▶ Given data:
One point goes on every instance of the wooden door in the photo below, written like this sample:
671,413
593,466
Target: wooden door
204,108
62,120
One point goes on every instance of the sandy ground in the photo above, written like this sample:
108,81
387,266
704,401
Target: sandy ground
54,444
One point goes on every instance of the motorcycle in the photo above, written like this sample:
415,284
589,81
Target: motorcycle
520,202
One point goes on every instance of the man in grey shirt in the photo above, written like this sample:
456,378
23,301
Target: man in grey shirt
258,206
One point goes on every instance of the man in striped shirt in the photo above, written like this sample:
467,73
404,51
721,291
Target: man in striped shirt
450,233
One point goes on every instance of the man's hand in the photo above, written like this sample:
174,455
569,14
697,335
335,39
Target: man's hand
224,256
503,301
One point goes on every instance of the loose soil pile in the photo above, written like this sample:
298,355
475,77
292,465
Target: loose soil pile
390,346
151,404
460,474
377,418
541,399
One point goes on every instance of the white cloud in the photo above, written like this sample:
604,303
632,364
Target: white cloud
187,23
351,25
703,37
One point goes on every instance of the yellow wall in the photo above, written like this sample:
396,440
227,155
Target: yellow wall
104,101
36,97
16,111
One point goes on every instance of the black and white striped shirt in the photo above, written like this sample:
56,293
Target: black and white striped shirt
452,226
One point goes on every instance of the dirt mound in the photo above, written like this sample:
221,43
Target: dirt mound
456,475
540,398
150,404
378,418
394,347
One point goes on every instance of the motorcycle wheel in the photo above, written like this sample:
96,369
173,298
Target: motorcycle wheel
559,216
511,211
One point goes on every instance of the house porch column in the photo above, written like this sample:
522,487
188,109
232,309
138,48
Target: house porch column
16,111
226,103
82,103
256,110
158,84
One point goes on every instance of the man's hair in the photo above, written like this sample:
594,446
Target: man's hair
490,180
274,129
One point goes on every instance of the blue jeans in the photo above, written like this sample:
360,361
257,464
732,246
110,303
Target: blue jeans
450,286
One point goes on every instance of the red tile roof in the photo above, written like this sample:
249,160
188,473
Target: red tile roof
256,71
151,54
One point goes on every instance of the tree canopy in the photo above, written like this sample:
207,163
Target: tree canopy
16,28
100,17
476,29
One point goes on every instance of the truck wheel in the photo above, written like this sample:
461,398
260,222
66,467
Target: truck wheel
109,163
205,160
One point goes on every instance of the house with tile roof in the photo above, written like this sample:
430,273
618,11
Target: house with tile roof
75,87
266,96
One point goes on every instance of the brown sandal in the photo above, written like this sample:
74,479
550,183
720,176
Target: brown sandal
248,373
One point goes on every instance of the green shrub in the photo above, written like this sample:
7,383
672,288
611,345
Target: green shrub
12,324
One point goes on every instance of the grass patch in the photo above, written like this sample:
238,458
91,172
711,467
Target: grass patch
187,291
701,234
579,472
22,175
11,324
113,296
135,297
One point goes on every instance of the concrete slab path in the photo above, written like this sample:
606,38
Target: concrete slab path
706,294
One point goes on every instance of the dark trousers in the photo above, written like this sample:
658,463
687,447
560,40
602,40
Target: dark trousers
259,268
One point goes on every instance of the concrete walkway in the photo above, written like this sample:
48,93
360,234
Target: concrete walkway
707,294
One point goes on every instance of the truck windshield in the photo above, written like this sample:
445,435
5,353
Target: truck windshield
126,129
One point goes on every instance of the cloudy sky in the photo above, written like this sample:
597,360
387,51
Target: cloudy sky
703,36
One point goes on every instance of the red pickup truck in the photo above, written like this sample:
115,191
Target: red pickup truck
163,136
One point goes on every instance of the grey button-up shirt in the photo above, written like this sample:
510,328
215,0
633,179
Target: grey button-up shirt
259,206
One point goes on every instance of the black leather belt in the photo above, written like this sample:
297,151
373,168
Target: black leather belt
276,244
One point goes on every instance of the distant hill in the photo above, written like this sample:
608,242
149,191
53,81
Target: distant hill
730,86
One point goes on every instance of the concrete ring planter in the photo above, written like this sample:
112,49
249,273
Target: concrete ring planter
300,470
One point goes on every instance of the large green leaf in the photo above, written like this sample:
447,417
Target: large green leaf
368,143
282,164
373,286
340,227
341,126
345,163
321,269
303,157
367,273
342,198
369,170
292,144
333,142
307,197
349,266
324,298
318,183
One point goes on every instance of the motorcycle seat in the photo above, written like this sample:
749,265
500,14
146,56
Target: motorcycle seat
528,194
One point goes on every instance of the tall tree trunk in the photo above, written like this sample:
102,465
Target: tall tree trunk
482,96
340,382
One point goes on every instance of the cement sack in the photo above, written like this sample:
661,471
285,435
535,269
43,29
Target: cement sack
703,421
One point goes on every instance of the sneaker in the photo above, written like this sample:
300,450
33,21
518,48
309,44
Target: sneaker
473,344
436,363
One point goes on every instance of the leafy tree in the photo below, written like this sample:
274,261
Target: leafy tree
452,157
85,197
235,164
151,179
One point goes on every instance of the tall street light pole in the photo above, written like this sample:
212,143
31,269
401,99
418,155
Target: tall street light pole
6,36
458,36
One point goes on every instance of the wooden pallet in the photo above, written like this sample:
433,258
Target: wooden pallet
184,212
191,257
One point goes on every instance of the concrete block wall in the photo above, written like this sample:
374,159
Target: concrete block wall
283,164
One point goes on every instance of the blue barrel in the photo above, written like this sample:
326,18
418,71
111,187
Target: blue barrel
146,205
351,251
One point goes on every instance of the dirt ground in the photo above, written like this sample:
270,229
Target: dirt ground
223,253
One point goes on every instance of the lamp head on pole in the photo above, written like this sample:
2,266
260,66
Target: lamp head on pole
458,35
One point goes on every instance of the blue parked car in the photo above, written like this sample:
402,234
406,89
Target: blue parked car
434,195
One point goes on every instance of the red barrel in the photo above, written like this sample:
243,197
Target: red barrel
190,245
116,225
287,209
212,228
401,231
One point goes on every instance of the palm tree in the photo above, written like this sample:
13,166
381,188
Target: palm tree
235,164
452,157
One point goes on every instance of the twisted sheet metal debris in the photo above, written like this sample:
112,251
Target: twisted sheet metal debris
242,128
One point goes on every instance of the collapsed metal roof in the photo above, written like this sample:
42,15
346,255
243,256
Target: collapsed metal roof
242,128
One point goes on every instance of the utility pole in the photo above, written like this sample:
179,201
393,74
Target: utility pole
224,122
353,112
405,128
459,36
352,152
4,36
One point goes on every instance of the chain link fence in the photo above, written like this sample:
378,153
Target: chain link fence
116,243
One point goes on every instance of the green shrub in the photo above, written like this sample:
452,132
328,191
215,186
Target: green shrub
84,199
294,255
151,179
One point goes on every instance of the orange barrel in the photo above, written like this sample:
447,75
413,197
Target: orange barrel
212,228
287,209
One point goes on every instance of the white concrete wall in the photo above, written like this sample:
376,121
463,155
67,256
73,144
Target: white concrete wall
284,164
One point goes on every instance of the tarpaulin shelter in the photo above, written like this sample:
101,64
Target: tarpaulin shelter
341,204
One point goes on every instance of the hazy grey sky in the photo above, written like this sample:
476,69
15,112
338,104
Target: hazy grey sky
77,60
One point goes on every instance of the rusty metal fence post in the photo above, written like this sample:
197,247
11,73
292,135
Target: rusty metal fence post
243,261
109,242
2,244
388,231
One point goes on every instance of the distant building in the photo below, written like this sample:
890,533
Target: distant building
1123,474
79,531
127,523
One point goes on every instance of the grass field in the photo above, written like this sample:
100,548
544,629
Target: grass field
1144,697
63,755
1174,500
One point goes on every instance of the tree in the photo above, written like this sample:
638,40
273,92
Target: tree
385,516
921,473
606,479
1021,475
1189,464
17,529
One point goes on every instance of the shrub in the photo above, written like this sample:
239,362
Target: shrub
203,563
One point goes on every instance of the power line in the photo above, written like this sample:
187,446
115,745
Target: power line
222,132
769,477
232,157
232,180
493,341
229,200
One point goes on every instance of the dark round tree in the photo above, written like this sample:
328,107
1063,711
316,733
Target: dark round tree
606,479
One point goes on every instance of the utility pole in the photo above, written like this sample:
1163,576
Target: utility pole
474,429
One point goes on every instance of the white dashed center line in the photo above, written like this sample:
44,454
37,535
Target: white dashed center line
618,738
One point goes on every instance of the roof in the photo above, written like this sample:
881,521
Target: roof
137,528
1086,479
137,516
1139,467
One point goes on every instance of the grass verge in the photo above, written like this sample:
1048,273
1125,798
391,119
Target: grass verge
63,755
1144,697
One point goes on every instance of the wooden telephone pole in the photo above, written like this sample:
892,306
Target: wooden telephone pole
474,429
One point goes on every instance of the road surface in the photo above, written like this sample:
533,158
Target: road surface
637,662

▶ Exercise requirements:
Print nothing but the lines from the line with "One point goes on every instance of the white dashed" to the last line of the records above. Both of those lines count.

▶ Task output:
One point goes on every instance of the white dashed center line in the photo above, written like this sample:
44,454
37,535
Target: white dashed center line
618,738
One point goes on every instance of the roof in the photo above, written like this sample:
881,521
Target: roof
137,528
1086,479
137,516
1139,467
One point goes on every instance of the grass verge in the photo above, written like this sample:
1048,273
1125,798
391,119
Target: grass verge
63,755
1144,697
One point goes on every instance of the wooden telephone pole in the photo above, written like this sample:
892,306
Target: wooden telephone pole
474,429
One point goes on every instance of the road surface in the photo above, written like this sample:
533,158
Target: road surface
637,662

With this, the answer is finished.